Extract provided section start

Showing posts with label Suffragette. Show all posts
Showing posts with label Suffragette. Show all posts

Sunday, June 09, 2013

RIP Emily Wilding Davison 100th Anniversary

 















The 4th June was the 100th anniversary of the death of Suffragette Emily Davison who stepped in front of the Kings horse at the Epsom Derby in 1913. Hat tip video Captain Swing.

Friday, November 09, 2012

Sylvia Pankhurst and the East London Federation of Suffragettes


"Campaigning greats - Sylvia Pankhurst and the East London Federation of Suffragettes - Wednesday, 14 November 2012
This event is an opportunity to learn from campaigning greats. The East London Federation of Suffragettes, led by Sylvia Pankhurst, galvanised women and men to campaign for Votes for Women.

Professor Mary Davis, leading biographer of Sylvia Pankhurst, will speak, and Cllr Rachael Saunders will present her research on the campaigning methods and tools used by suffragettes in the east end of London. The chair is Kathryn Perera, Chief Executive of Movement for Change, the home of community organising in the Labour Party.

Hosted by Tower Hamlets Labour Party and the East London Fawcett Society, kindly supported by London UNISON Labour Link.  To sign up please click here"

(Hat tip Chris Weavers)

Thursday, June 10, 2010

Battling Belles of Bow

This walking tour “The Battling Belles of Bow” is organised by SERTUC who ask colleagues to: “follow in the footsteps of Sylvia Pankhurst who chose east London as the starting point for her campaign for women's suffrage and seeing the plight of the working women and mothers also established a crèche, restaurant and model toy factory in the area. East End women were key to the success of the Suffragette movement and the route highlights their supporters and their workplaces including the Bryant & May Match Factory, site of the famous Match girls' strike of 1888”

I’ve worked as an Estate Officer in Bow, East London - for nearly 20 years. Firstly at a local housing office in Malmesbury Road where I once managed George Lansbury House and was also responsible for a time for the maintenance of Minnie Lansbury clock in nearby Electric House. Our estate also had properties in Fairfield Road where the privately run “gated community” called “Bow Quarter” is on the site of the original Bryant & May Factory.

Then I worked 300m away in another estate office in Armagh Road which was only around the corner from 1915 Sylvia Pankhurst clinic at “Gun Makers Arms “and the Suffragette meeting point now called the “Lord Morpeth “pub. I am now based right in the centre of Bow near the famous Roman Road Market.

This walk seems well worth a fiver!

Monday, October 19, 2009

Tea with Mrs Pankhurst

Tonight I went to a marvellous piece of political theatre performed at the main hall of TUC Congress House by New Strides. The production was before a packed audience and sponsored by SERTUC.

Extract provided section end
Given entries section start

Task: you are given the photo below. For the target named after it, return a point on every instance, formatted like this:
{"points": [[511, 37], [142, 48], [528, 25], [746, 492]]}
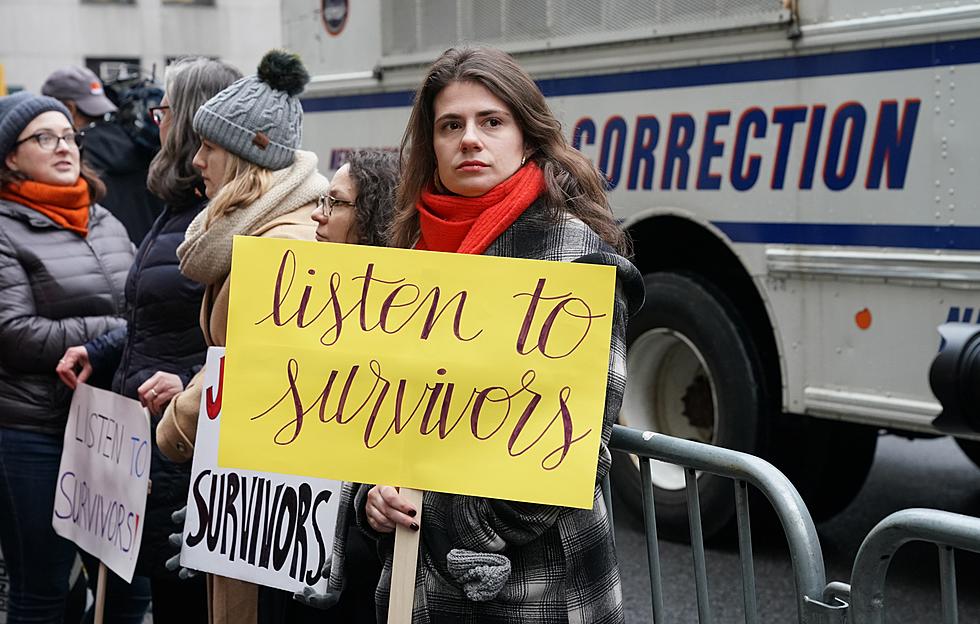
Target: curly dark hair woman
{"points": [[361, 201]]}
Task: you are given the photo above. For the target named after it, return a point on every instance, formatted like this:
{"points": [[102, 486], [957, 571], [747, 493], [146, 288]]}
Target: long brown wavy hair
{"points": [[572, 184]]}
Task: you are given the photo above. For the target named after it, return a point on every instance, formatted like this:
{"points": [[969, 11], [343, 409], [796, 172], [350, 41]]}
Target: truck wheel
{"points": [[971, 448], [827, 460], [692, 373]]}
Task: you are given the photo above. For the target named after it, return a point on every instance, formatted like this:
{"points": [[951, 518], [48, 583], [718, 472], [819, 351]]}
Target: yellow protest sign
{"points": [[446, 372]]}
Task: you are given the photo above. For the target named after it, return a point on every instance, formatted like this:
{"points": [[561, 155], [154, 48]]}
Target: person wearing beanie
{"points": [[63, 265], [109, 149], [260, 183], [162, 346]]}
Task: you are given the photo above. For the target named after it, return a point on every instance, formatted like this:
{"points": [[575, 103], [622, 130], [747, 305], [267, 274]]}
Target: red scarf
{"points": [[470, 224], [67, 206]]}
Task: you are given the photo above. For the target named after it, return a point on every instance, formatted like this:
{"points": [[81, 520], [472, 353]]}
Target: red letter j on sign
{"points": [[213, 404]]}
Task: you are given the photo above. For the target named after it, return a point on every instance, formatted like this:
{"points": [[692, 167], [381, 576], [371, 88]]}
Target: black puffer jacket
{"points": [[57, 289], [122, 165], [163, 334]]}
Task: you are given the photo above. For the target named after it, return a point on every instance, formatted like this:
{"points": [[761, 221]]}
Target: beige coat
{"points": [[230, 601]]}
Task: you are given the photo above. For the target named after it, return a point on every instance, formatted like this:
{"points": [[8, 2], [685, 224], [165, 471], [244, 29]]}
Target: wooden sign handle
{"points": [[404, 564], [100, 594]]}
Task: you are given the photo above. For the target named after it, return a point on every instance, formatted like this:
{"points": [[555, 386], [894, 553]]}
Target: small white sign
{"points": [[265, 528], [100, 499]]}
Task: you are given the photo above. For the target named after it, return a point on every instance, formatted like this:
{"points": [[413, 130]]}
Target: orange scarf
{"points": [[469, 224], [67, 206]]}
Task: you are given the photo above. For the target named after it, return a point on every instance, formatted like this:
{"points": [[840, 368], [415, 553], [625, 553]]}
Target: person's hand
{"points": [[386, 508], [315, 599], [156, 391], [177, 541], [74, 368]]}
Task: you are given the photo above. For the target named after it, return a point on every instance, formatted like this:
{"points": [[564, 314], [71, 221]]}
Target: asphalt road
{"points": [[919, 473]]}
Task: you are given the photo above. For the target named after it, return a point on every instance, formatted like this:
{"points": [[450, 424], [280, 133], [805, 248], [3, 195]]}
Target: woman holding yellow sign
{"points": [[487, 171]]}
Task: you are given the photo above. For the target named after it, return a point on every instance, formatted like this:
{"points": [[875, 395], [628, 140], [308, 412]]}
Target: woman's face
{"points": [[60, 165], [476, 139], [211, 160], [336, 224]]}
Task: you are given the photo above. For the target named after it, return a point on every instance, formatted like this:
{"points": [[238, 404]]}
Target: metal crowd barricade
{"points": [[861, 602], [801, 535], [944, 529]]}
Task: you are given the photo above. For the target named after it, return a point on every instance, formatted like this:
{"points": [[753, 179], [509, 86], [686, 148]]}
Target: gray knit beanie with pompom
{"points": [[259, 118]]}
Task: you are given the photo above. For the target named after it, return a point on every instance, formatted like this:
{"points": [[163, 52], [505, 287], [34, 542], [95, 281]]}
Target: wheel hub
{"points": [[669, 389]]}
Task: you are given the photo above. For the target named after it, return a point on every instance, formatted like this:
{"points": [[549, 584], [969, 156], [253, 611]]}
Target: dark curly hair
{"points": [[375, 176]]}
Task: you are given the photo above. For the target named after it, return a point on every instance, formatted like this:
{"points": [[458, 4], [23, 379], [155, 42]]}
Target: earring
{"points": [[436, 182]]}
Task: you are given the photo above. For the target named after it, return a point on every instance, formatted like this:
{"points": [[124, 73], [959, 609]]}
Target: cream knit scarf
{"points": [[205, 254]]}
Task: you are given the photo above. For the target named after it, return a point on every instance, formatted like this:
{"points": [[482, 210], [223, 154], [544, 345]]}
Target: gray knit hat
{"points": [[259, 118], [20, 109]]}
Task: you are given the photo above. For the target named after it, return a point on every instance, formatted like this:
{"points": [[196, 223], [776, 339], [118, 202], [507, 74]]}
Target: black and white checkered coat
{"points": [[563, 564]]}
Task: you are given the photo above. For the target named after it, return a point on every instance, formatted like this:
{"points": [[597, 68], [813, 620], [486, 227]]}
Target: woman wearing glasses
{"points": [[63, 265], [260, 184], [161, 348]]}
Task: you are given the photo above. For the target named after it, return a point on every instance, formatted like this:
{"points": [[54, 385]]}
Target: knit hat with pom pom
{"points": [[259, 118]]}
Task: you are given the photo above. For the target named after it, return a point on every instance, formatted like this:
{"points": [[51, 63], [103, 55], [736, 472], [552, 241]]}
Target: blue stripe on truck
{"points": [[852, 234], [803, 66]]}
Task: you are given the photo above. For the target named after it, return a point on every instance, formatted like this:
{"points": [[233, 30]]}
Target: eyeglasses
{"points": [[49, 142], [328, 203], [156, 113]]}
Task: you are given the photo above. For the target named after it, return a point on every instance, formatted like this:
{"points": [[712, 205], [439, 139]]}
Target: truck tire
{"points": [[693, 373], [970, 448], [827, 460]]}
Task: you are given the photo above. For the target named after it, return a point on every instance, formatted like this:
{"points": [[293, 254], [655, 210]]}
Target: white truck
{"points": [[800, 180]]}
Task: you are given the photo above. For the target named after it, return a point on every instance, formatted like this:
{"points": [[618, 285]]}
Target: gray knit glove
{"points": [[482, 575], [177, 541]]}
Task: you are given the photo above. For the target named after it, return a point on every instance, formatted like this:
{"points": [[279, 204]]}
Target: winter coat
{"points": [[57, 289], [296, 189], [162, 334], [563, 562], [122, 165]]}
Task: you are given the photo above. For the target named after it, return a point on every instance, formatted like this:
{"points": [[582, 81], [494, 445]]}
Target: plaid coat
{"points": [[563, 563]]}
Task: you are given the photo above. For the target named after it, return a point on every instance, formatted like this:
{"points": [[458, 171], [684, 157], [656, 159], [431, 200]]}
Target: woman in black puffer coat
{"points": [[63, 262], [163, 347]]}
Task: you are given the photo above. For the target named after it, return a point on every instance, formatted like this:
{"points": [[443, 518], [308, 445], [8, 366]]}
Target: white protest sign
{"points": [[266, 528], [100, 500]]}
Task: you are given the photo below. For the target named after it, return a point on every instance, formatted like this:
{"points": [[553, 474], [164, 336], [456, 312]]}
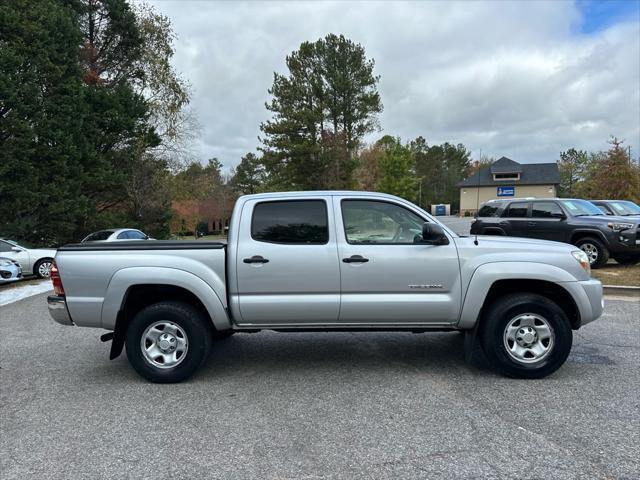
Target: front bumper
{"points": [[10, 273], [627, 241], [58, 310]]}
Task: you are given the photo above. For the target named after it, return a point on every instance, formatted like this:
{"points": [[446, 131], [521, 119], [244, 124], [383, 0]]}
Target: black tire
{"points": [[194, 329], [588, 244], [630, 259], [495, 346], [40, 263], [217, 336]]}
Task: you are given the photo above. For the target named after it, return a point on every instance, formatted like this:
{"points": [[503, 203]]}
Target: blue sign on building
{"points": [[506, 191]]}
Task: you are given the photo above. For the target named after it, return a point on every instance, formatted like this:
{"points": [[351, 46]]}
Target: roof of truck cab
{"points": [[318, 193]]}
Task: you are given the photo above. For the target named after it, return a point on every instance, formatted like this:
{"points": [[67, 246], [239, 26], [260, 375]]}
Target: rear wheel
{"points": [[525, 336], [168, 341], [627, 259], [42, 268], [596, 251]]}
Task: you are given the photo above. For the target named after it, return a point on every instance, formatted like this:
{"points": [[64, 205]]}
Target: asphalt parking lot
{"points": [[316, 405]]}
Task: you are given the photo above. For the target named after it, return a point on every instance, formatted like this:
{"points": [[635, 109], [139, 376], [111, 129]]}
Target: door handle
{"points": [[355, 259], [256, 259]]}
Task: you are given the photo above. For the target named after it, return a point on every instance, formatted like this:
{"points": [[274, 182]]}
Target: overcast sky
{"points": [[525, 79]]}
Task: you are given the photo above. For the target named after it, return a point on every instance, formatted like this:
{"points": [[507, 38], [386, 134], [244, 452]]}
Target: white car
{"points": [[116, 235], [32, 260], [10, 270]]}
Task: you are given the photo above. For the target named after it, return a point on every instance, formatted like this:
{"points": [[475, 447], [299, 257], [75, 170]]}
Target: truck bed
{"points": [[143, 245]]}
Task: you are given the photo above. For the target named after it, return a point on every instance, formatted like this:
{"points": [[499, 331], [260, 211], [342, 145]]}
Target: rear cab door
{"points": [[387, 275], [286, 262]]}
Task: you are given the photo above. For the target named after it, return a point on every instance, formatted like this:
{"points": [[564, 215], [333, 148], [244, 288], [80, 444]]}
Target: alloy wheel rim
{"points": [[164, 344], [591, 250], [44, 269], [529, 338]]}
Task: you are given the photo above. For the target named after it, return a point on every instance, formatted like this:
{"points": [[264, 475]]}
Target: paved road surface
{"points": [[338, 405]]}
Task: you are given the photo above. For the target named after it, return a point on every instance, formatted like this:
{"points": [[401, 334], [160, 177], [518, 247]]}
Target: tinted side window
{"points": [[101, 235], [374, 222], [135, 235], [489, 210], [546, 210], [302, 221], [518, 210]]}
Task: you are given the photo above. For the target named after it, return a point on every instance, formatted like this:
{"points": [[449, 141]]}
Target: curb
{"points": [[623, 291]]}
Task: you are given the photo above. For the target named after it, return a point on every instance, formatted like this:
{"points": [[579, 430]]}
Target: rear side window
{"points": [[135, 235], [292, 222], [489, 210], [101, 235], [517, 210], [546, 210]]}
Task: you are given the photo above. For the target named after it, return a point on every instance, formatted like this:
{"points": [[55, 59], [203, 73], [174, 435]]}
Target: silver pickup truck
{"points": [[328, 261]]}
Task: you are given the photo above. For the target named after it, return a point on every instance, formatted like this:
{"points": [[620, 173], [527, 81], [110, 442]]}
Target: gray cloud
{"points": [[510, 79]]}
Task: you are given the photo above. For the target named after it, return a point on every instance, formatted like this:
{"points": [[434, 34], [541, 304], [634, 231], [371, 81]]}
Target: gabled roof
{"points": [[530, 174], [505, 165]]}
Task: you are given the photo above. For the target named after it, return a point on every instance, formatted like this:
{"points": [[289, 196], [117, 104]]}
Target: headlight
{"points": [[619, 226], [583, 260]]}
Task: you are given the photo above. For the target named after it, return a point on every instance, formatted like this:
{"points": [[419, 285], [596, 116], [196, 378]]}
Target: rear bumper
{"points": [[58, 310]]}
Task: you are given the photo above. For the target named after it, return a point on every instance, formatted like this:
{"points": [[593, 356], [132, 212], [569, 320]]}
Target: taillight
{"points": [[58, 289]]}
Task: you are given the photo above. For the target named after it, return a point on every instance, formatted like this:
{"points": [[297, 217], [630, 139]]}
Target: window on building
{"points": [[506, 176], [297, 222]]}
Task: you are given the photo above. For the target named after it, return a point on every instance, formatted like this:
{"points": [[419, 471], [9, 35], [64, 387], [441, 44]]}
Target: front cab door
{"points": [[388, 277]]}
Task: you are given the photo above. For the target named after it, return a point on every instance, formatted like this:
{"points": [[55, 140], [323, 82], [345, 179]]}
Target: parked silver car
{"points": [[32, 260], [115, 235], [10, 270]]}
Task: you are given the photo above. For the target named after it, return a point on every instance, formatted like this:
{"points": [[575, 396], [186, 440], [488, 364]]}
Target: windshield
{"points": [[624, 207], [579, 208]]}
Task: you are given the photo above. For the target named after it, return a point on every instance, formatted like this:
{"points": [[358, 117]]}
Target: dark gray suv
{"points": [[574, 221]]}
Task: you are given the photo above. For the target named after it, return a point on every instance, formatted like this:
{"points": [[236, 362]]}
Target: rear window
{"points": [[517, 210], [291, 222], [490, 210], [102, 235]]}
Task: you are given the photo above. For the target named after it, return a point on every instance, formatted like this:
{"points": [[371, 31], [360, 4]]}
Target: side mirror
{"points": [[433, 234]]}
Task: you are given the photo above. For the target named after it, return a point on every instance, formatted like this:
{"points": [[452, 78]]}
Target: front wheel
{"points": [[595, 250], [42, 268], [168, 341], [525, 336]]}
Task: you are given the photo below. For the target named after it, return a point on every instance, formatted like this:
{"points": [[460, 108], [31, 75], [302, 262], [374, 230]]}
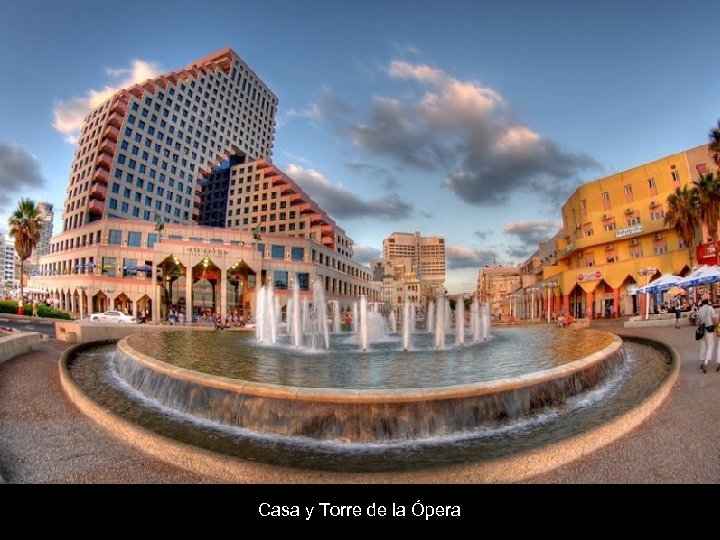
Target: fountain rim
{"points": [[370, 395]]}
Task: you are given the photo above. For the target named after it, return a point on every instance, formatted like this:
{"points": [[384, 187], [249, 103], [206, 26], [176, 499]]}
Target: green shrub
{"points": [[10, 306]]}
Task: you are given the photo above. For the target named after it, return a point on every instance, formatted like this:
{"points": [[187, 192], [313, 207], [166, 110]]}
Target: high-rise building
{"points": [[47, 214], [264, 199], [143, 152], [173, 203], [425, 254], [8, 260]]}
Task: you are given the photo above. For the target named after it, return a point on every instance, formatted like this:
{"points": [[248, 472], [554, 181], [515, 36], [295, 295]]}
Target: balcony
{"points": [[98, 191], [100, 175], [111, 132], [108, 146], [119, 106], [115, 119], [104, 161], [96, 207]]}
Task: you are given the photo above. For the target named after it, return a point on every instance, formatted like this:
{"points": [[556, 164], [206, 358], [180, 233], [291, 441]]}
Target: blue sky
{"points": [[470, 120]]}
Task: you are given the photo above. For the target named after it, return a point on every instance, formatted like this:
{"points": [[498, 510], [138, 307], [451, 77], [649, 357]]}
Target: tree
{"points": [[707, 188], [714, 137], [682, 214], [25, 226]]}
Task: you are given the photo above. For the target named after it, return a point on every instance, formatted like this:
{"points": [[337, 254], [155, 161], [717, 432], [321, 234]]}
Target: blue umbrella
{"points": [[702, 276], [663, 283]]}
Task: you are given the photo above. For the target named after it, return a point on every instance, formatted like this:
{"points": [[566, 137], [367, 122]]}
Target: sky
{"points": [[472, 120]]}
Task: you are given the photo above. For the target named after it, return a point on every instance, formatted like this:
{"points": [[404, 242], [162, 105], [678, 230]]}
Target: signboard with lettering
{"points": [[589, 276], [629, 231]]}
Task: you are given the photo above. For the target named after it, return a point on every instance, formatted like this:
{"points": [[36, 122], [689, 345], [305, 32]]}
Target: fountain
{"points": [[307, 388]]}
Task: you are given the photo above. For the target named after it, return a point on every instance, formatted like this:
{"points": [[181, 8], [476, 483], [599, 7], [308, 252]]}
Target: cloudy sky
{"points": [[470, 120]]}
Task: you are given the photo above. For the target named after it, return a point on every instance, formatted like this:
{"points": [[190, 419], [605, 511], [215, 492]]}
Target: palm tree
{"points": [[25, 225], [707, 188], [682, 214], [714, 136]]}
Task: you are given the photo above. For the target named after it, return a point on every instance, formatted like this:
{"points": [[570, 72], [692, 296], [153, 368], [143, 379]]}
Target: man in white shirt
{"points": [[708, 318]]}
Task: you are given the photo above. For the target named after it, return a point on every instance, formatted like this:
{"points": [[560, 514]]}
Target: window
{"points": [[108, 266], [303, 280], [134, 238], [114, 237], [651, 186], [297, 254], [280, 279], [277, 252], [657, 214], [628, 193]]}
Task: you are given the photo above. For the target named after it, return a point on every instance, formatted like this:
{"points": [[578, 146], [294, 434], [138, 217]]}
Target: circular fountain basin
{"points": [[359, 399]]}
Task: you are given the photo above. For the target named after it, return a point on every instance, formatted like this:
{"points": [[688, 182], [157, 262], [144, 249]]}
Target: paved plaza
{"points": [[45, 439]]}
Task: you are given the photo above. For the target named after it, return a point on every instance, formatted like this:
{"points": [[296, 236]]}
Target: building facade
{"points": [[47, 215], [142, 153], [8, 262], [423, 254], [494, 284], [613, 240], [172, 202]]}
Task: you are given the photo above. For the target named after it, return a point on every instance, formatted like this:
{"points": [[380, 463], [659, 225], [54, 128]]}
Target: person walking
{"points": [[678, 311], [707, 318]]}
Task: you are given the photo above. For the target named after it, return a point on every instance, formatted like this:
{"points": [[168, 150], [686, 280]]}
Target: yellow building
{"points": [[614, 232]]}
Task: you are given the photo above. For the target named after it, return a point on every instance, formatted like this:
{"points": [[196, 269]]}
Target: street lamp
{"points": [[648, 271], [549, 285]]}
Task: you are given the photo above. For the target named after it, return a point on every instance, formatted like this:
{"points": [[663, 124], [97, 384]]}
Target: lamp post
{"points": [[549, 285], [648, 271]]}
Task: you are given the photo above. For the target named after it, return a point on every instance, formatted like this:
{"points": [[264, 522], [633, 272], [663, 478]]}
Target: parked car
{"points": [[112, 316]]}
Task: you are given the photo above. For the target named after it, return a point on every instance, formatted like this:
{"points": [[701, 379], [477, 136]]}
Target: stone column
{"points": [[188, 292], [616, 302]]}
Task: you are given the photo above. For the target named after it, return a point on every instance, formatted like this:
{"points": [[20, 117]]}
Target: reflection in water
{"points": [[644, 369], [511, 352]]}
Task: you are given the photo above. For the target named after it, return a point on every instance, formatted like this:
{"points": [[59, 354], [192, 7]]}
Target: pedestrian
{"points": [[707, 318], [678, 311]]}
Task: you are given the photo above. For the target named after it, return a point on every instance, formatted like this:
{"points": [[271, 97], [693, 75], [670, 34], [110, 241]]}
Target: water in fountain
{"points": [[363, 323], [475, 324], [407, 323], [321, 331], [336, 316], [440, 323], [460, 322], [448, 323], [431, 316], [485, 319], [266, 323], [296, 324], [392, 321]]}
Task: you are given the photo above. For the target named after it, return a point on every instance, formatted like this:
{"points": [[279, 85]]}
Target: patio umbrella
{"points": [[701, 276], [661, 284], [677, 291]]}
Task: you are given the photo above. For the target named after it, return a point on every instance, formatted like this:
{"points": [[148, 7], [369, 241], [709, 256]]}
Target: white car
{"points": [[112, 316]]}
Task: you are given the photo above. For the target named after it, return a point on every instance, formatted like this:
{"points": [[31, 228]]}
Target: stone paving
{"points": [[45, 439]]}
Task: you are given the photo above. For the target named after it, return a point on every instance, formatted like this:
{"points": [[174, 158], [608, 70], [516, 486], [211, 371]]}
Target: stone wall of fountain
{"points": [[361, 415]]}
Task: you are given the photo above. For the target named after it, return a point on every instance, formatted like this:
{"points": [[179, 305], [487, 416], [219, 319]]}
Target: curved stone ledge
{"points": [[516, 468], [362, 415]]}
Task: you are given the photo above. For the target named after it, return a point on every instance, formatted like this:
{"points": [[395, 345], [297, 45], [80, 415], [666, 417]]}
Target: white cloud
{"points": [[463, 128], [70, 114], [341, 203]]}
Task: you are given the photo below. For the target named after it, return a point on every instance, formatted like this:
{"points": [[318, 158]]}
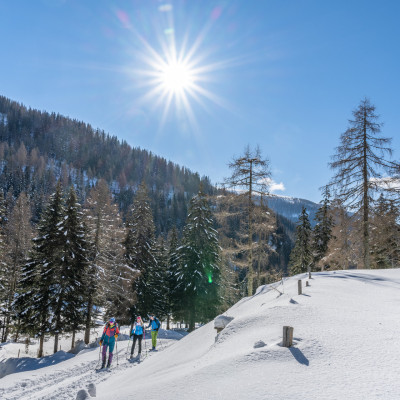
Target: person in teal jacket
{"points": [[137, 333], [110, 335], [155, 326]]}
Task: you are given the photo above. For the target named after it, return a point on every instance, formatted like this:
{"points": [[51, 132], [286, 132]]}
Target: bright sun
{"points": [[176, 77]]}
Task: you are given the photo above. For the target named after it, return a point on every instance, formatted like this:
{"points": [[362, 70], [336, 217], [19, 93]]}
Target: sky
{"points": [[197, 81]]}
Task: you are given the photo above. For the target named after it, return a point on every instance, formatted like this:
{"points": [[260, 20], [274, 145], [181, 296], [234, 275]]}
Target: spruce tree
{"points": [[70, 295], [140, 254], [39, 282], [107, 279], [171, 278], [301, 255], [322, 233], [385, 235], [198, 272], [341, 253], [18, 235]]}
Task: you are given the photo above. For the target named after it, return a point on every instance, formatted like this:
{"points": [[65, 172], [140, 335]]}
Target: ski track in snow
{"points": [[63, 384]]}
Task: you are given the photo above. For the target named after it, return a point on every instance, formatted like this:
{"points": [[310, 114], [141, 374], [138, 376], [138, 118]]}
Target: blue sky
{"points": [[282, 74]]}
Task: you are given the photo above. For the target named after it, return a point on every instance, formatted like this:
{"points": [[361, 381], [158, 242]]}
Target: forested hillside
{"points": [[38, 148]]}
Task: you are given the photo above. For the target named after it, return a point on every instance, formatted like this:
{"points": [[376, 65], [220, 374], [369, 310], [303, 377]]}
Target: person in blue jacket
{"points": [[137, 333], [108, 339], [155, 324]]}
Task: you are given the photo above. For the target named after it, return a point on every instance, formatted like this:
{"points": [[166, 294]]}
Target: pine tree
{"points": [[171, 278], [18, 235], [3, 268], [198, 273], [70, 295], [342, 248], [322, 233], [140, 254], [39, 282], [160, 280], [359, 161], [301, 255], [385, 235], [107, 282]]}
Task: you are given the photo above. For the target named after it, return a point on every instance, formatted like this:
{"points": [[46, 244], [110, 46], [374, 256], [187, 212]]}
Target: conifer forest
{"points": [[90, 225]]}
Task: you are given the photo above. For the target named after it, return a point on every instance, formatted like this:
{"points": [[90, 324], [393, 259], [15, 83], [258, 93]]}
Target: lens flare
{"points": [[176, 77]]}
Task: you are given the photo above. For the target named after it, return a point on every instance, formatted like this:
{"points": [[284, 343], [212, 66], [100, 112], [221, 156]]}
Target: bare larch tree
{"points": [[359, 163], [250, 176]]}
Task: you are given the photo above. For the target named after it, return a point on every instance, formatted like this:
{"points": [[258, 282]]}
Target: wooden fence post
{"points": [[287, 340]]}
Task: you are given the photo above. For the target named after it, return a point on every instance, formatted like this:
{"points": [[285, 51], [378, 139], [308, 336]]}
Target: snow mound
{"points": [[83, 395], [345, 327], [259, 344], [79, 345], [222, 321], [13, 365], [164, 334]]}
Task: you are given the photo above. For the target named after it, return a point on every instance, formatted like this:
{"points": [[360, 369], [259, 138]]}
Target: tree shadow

Given entries section end

Tasks for this exercise =
**A)** Do these statements agree with the suffragette blog posts? (i) Emily Davison stepped in front of the King's horse in 1913. (ii) The writer has worked as an Estate Officer in Bow for more than 30 years. (iii) Professor Mary Davis chaired the Sylvia Pankhurst event. Answer yes or no for each and quote the words from the posts that decide it.
**B)** Can you carry the suffragette blog posts on from the last sentence shown, continuing the entry about "Tea with Mrs Pankhurst"?

Exercise results =
**A)**
(i) Yes: "who stepped in front of the Kings horse at the Epsom Derby in 1913"
(ii) No: "for nearly 20 years"
(iii) No: "The chair is Kathryn Perera"

**B)**
The play is an attempt at a snapshot history of the women's suffrage/suffragette movement. From the very different viewpoints of working class socialist and pacifist Selina Cooper and that of upper middle class, Tory libertarian and (dare I say) militant terrorist Emmeline Pankhurst.

The reaction of the audience that I spoke to afterwards was pretty much similar to mine. We were all a little shocked that Emmeline Pankhurst on the one hand before July 1914 was a convicted terrorist found guilty of being involved in a plot to blow up the Home Secretary Lloyd George’s home then went on during the First World War to become an ardent supporter of the war and encouraged the handing out of white feathers to men who were not in the military. She actually died while campaigning to become an Conservative Party MP!

Her historical contemporary (and tactical opponent for much of their lives) Selina Cooper I felt was portrayed in perhaps a tad too much true working class heroine of the people mode. But while it would appear that her role so far in the movement has not been properly recognised or remembered. Mind you I have a problem with those who claim to be anti-fascist but remained a pacifist in the 2nd World War.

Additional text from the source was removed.